++++ Supplied text ++++

Six years later, in 2001, Aluko founded Fossil Resources, an indigenous downstream oil and gas company, where he held the role of CEO.

In 2004, Kola Aluko formed Exoro Energy International, became CEO and moved into exploration and production. Exoro Energy partnered with a division of Weatherford, to showcase its exploration and production technology.

In 2007, the division of Weatherford was bought out and merged with Exoro Energy to form an independent company, Seven Energy.

Kola Aluko, with a team of Nigerian and international E&P executives, co-founded Atlantic Energy in 2011, a private upstream oil and gas company, with an increased focus on under-developed producing fields in Nigeria. In partnership with the Nigerian Petroleum Development Company (NPDC) Atlantic Energy focused mainly on Niger Delta assets, contracted and executed under Strategic Alliance Agreements (SAAs) with the NPDC.

++++

What is needed:
Answer these questions using the text on Kola Aluko's companies:
1. In what year did Aluko found Fossil Resources?
2. Which two entities were merged to form Seven Energy?
3. With which organization did Atlantic Energy partner on its Niger Delta assets?
The records are taken from a different source than the text.

++++ Information provided ++++

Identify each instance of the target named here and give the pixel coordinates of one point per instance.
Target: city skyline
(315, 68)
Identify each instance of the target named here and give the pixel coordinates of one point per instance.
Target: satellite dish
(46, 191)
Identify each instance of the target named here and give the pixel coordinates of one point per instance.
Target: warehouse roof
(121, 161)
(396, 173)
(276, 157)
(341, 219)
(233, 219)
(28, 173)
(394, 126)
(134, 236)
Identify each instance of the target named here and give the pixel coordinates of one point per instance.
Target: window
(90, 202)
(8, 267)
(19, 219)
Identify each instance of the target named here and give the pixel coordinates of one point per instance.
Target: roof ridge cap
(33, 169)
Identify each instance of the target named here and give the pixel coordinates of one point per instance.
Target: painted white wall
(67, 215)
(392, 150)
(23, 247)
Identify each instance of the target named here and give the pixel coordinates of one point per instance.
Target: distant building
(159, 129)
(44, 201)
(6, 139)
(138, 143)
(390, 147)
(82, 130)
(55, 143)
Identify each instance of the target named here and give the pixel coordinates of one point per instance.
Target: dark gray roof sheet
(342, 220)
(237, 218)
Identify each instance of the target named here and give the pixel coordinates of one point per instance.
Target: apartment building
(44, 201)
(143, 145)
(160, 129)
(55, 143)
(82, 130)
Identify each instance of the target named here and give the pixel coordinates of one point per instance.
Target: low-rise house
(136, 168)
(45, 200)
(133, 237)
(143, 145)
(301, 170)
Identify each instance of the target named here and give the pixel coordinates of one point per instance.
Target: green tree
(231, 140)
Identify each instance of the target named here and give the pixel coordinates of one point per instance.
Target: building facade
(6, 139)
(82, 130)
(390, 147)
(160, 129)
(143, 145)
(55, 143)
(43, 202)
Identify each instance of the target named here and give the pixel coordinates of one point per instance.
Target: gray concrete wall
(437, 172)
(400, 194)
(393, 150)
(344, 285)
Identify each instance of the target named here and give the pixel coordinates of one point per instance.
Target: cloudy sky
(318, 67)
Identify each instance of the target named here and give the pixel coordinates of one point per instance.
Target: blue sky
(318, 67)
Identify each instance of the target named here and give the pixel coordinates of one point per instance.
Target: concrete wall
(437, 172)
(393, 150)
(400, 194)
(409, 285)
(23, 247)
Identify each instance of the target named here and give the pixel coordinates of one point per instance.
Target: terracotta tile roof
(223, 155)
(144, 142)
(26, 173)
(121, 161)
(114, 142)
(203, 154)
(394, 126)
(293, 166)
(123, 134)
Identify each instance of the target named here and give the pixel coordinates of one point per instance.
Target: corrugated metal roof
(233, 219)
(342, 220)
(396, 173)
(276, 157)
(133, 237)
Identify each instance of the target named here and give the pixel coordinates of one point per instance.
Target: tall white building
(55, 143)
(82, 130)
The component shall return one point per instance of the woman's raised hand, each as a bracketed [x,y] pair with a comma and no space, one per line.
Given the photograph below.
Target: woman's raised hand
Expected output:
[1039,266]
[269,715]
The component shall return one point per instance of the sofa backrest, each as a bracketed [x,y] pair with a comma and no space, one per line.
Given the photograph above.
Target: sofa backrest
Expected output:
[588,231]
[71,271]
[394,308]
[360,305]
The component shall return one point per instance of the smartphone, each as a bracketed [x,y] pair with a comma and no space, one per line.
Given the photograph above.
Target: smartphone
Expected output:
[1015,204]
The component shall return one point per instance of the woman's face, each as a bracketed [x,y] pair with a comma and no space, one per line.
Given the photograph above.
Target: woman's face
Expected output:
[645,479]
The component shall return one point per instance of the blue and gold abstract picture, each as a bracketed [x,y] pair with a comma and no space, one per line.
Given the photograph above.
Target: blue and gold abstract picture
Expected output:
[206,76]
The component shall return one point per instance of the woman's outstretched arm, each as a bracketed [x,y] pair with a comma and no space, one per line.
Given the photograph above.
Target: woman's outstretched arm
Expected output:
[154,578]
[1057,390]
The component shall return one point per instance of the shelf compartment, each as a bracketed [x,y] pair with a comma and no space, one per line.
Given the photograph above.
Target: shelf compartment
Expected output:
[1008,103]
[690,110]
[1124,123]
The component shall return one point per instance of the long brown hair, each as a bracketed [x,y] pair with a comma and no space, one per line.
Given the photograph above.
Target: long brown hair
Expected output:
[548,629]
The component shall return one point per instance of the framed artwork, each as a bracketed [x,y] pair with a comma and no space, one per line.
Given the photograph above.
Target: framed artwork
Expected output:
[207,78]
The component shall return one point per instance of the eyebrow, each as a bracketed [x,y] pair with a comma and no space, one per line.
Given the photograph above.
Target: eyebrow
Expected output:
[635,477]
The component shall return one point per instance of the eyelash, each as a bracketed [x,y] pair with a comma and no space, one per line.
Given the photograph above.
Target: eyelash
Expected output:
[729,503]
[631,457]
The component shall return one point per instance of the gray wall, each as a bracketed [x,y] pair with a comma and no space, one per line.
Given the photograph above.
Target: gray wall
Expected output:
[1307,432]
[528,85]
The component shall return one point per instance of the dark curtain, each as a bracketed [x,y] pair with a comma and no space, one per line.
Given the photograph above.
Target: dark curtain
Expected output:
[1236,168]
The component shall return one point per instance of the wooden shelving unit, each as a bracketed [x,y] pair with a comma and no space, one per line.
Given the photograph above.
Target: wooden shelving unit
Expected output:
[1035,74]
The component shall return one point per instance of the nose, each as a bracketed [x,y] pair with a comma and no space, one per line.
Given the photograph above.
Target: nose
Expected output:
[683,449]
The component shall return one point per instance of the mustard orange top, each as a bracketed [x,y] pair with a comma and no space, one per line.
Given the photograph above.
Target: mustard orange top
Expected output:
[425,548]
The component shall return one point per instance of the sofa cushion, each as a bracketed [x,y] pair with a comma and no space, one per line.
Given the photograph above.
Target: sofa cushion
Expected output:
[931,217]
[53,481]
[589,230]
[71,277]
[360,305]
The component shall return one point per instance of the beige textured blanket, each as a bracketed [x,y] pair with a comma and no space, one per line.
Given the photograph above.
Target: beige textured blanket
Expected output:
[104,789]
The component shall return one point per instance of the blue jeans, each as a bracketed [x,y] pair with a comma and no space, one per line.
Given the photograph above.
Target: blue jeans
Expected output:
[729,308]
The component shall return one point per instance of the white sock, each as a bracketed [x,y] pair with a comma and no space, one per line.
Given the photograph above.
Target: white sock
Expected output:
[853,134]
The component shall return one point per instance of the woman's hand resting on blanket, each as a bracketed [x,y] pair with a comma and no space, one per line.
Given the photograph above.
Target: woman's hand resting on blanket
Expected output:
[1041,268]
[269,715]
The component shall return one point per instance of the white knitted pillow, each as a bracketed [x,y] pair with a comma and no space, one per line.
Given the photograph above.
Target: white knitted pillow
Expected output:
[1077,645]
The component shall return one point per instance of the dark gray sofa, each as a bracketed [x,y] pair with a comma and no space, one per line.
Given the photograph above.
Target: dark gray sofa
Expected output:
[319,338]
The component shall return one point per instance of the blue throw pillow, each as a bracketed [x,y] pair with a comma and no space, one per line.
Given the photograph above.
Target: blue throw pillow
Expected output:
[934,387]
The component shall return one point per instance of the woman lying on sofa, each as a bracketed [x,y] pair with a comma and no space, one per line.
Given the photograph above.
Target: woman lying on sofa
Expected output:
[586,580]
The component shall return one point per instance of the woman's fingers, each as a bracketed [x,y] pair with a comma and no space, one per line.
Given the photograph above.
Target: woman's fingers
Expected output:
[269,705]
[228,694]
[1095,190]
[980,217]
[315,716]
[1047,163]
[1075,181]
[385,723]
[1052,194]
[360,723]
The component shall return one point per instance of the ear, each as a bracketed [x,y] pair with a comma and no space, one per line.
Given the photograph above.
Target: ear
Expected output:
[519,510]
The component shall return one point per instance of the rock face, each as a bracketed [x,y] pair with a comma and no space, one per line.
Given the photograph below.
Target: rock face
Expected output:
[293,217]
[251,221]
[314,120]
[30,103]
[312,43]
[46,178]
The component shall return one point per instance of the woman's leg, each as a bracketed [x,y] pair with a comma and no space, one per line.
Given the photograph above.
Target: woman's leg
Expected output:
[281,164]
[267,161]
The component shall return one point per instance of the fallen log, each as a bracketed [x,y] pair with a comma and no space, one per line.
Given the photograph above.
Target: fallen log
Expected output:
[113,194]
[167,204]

++++

Solution:
1. 2001
2. A division of Weatherford and Exoro Energy
3. The Nigerian Petroleum Development Company (NPDC)